◆ **EXCERPTED TEXT**
══════════
Support Questions

Find answers, ask questions, and share your expertise
Announcements
Celebrating as our community reaches 100,000 members! Thank you!

Minimum hardware and clustering requirements for HDF 2.0

avatar
Expert Contributor

Hi ,

We are planning to start the implement ion of an IOT use case (might be 35000 vehicle signals per minute at this time with a small message size)

Could you please help me for the following questions ?

- Is physical servers recommended for HDF other than VM?

- How many minimum nodes needs to be deployed for the clustering?

- What is the minimum hardware requirements per each node?

Thanks

SJ

1 ACCEPTED SOLUTION

avatar
Master Mentor

@Sanaz Janbakhsh

HDF 2.0 is based off Apache NiFi 1.0 which no longer has an NCM (NCM based clusters only exists in HDF 1.x or Apache NiFi 0.x versions). HDF 2.0 is a zero master cluster which requires Zookeeper (min 3 ZK nodes for Quorum) for cluster coordinator and primary node designations and for storing your cluster wide state.

- Is physical servers recommended for HDF other than VM? I do recommend physical servers over VM for NiFi. Depending on the dataflow(s) you design (which processor and controller service components you use), The load put on your server can go form very light to very heavy.

- How many minimum nodes needs to be deployed for the clustering? There is no minimum number of hosts in a NiFi cluster. You can actually even stand up a 1 node cluster (Pointless and actual will perform poorer the a standalone NiFi because of additional cluster overhead that is added). I suggest starting with a 3 node cluster to spread out your load and provide coverage if a node is lost. You can add additional node to an existing Nifi cluster later with minimal effort.

- What is the minimum hardware requirements per each node? Not knowing exactly what you plan on doing in your dataflow with regards to your 35,000 FlowFiles per minute, it is difficult to make any CPU suggestions. Generally speaking it is good practice to setup a POC and see how it scales. The fact that you are working with a large number of very small files, NiFi JVM heap usage could potentially be high, so making sure you have enough memory on each node to give NiFi at least 8 GB of heap to start with. You will need additional memory for the OS and any other services running on these host other then NiFi.

Thanks,

Matt

View solution in original post

7 REPLIES 7

avatar
Master Mentor

avatar
Master Mentor
@Sanaz Janbakhsh

Regarding your other queries. like

Regarding VM vs Physical server: VM based pros:

1. 'Easier' managing nodes. Some IT infrastructure teams insist on VMs even if you want to map 1 physical node to 1 virtual node because all their other infrastructure is based on VMs.

2. Taking advantage of NUMA and memory locality. There are some articles on this from virtual infrastructure providers that you can take a look at.
══════════
◆ **OBJECTIVE A**
Locate each line in the rows below that contains the word "water", and copy those lines.
The forum thread above has no connection to the rows that follow it.

◆ **MATERIAL FOR THIS EXERCISE**
══════════
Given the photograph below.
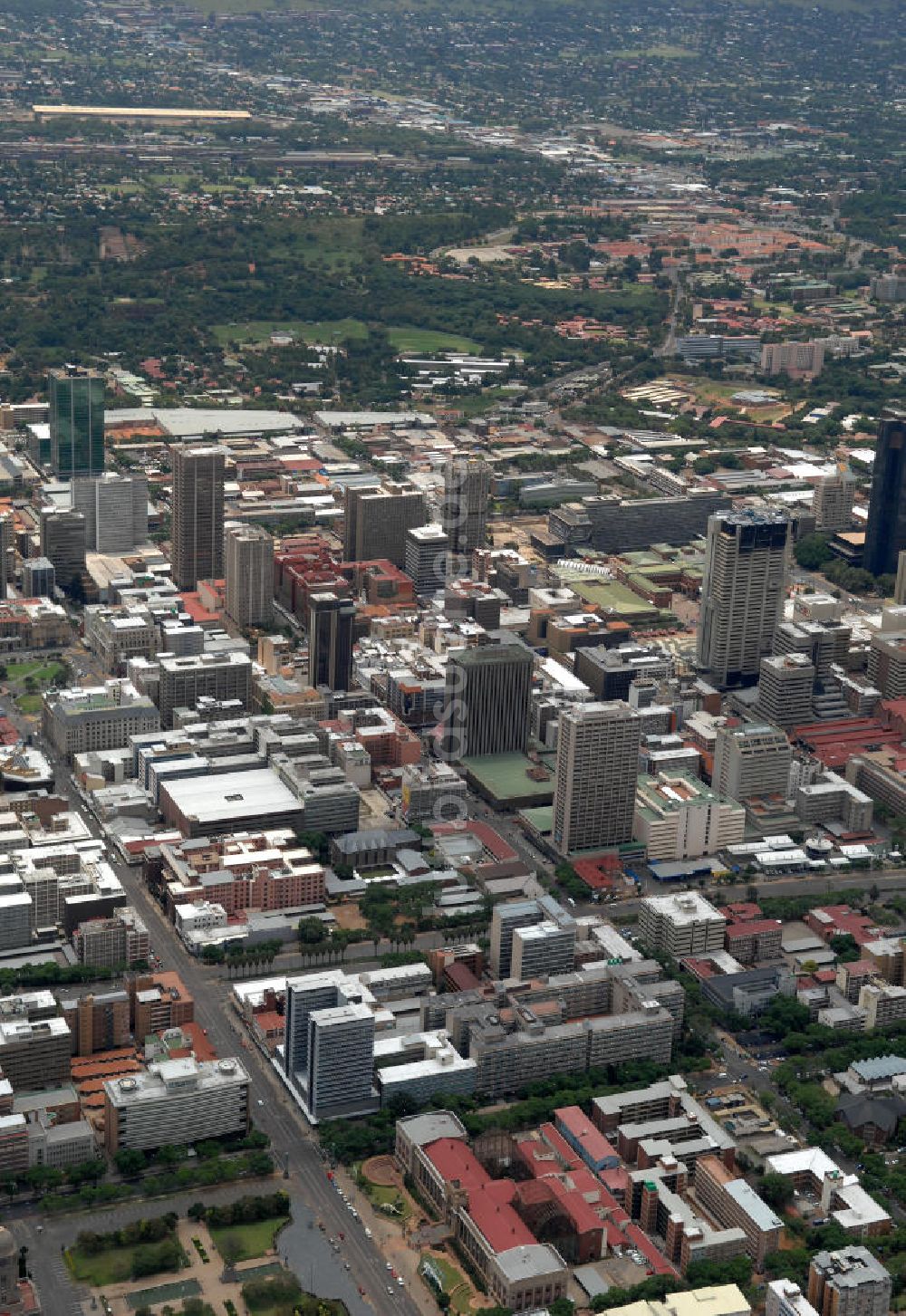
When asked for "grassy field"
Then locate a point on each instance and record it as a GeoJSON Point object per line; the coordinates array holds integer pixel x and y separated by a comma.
══════════
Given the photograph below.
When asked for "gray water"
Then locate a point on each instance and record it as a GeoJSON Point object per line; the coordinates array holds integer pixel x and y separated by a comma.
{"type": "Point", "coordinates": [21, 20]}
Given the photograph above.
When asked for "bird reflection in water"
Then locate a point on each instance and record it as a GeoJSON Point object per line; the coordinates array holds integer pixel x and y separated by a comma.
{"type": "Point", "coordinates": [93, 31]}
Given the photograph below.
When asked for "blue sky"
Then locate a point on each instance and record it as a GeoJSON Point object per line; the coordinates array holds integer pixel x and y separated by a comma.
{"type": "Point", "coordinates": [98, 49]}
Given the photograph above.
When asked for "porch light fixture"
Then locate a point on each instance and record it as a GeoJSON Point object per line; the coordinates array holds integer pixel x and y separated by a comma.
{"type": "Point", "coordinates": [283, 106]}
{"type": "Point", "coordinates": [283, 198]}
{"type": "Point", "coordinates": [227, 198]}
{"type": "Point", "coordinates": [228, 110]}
══════════
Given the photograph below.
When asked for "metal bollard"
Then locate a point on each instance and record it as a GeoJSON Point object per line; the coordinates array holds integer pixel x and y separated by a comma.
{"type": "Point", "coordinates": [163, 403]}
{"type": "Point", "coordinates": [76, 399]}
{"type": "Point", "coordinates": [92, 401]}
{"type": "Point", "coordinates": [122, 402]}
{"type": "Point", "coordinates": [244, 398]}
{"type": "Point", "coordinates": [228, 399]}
══════════
◆ **OBJECTIVE B**
Extend the forum thread on HDF 2.0 hardware requirements by continuing it from its final sentence.

◆ **TASK ANSWER A**
When asked for "gray water"
When asked for "bird reflection in water"

◆ **TASK ANSWER B**
VM based disadvantages: (example may vary based on your usage and cluster)

1. Overhead. As an example, if you are running 4VMs per physical node, you are running 4 OS, 4 Datanode services, 4 Nodemanagers, 4 ambari-agents, 4 metrics collectors and 4 of any other worker services instead of one. These services will have overhead compared to running 1 of each.

2. Data Locality and redundancy. Now, there is support to know physical nodes, so no two replicas go into same physical node but that is extra configuration. You might run into virtual disk performance problems if they are not configured properly.

Given a choice, I prefer using Physical servers. However, its not always your choice. In those cases, make sure you try to get following.

1. Explicit virtual disk to physical disk mapping. Say you have 2 VMs per physical node and each physical node has 16 data drives. Make sure to split 8 drives to one VM and 8 more to another VM. This way, physical disks are not shared between VMs.

2. Don't go for more than 2 VMs per physical node. This is so you minimize overhead from the services running.

.

For a very basic cluster setup you can have simple two-node, non-secure, unicast cluster comprised of three instances of NiFi: The NCM, Node 1, Node 2 Please see: https://docs.hortonworks.com/HDPDocuments/HDF2/HDF-2.0.2/bk_administration/content/clustering.html

avatar
Expert Contributor

Hi Jay SenSharma,

Thanks a lot for the usful links and information.

Just one more question : Does it mean that for the basic cluster set up i need to provision 3 severs (one master and two slaves) also Is NCM exist in HDF 2.0? I've read some where that it is not exist any more in the new verion.

Thanks,

SJ

avatar
Master Mentor

@Sanaz Janbakhsh

HDF 2.0 is based off Apache NiFi 1.0 which no longer has an NCM (NCM based clusters only exists in HDF 1.x or Apache NiFi 0.x versions). HDF 2.0 is a zero master cluster which requires Zookeeper (min 3 ZK nodes for Quorum) for cluster coordinator and primary node designations and for storing your cluster wide state.

- Is physical servers recommended for HDF other than VM? I do recommend physical servers over VM for NiFi. Depending on the dataflow(s) you design (which processor and controller service components you use), The load put on your server can go form very light to very heavy.

- How many minimum nodes needs to be deployed for the clustering? There is no minimum number of hosts in a NiFi cluster. You can actually even stand up a 1 node cluster (Pointless and actual will perform poorer the a standalone NiFi because of additional cluster overhead that is added). I suggest starting with a 3 node cluster to spread out your load and provide coverage if a node is lost. You can add additional node to an existing Nifi cluster later with minimal effort.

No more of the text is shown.